■ How to complete this task
Below are records. Find each line in them that holds the word "seen" and copy it.

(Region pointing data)
──────────
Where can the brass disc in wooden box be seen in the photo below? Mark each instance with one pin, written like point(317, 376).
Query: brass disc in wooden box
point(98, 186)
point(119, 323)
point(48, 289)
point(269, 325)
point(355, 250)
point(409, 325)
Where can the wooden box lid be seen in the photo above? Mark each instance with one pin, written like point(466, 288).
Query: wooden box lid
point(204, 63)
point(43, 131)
──────────
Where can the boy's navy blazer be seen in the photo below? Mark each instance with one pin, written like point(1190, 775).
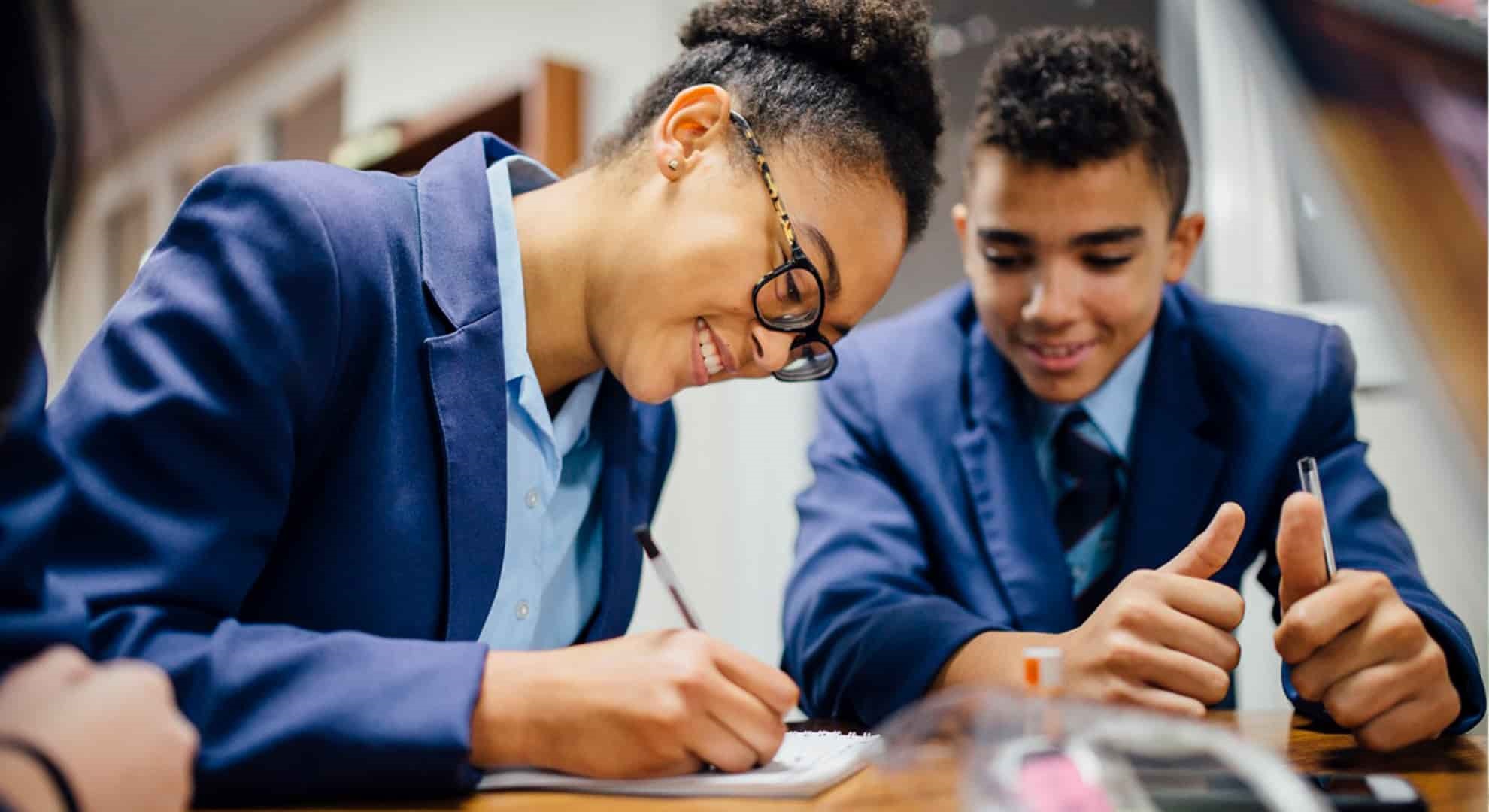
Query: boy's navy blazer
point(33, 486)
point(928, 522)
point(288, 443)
──────────
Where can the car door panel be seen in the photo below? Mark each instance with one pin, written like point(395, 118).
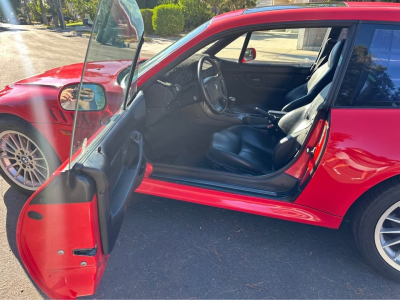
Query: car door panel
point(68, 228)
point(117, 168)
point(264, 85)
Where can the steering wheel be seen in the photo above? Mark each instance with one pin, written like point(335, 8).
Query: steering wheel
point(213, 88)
──────────
■ Exercise solution
Where can the brass disc in wooden box be seen in the photo below? Mark each instance with one pin, written like point(317, 376).
Where can the wooden box lid be seen in the photo above? Mark each instance with one pin, written like point(466, 288).
Where can the boy's navy blazer be seen in the photo below? Mark each instance with one pin, written like point(1190, 775).
Where can the car door panel be seen in the photo below? Mark each instance with one pin, written like point(395, 118).
Where can the steering wheel be seen in the photo above? Mark each instance with one pin, written like point(335, 8).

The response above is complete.